Find every line below that contains the word "person" and copy each one in full. Case matters, so a capitalized form doesn't count as a match.

#### Extracted entries:
********
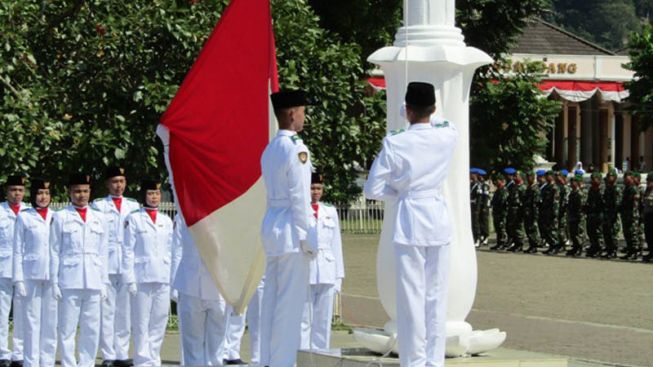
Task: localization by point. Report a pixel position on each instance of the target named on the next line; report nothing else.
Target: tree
(509, 117)
(641, 87)
(83, 83)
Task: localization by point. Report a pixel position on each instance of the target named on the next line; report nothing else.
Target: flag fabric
(215, 131)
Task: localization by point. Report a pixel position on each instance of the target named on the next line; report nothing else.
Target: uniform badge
(303, 157)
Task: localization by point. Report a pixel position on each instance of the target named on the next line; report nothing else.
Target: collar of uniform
(284, 132)
(420, 126)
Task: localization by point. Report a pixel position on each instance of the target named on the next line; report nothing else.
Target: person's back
(416, 180)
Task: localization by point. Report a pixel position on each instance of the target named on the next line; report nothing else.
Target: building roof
(540, 37)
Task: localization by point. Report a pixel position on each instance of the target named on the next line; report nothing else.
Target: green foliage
(608, 23)
(83, 83)
(344, 125)
(509, 117)
(641, 87)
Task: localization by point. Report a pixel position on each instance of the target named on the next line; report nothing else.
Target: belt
(423, 194)
(279, 203)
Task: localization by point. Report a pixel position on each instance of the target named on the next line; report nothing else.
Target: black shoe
(123, 363)
(233, 361)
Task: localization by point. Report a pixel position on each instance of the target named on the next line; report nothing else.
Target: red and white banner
(216, 128)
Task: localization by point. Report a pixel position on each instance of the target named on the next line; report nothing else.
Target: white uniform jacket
(115, 221)
(411, 169)
(286, 220)
(191, 276)
(327, 267)
(147, 248)
(32, 246)
(78, 257)
(7, 225)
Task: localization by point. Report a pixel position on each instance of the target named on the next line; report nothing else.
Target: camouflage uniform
(576, 217)
(515, 225)
(594, 211)
(499, 215)
(531, 216)
(629, 210)
(564, 191)
(611, 224)
(549, 214)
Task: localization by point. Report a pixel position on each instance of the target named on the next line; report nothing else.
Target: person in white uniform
(147, 255)
(9, 212)
(201, 308)
(32, 278)
(409, 172)
(284, 234)
(326, 270)
(78, 266)
(114, 335)
(236, 329)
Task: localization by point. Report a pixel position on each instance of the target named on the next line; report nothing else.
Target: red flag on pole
(219, 124)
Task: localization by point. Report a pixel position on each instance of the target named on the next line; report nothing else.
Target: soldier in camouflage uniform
(611, 200)
(549, 211)
(531, 213)
(576, 215)
(484, 207)
(474, 196)
(499, 212)
(594, 211)
(629, 209)
(515, 219)
(648, 217)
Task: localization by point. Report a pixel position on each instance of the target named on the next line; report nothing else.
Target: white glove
(307, 247)
(338, 286)
(19, 287)
(132, 288)
(56, 292)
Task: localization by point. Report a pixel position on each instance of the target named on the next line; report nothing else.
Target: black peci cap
(420, 94)
(288, 99)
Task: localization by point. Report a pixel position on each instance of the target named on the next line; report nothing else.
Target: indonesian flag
(214, 132)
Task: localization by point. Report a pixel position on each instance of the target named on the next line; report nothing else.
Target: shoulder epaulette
(442, 124)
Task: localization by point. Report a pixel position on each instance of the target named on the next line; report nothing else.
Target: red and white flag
(215, 131)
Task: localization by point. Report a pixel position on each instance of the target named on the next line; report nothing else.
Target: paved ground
(596, 312)
(592, 310)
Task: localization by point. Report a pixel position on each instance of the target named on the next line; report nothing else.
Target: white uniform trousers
(150, 307)
(19, 327)
(79, 307)
(114, 339)
(318, 312)
(253, 316)
(284, 296)
(6, 292)
(234, 334)
(422, 283)
(40, 344)
(203, 329)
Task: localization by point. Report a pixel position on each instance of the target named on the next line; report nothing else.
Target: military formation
(96, 276)
(539, 211)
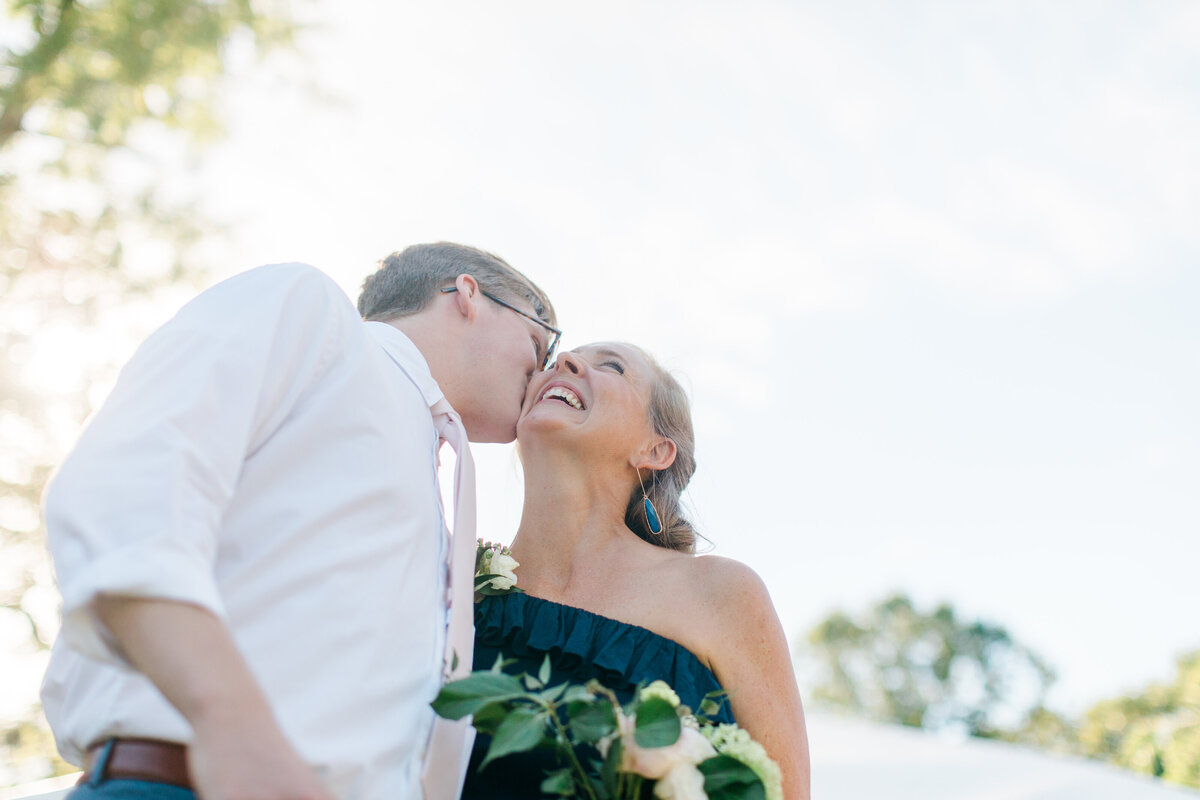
********
#### Task solution:
Target: person's back
Target: person in white uniform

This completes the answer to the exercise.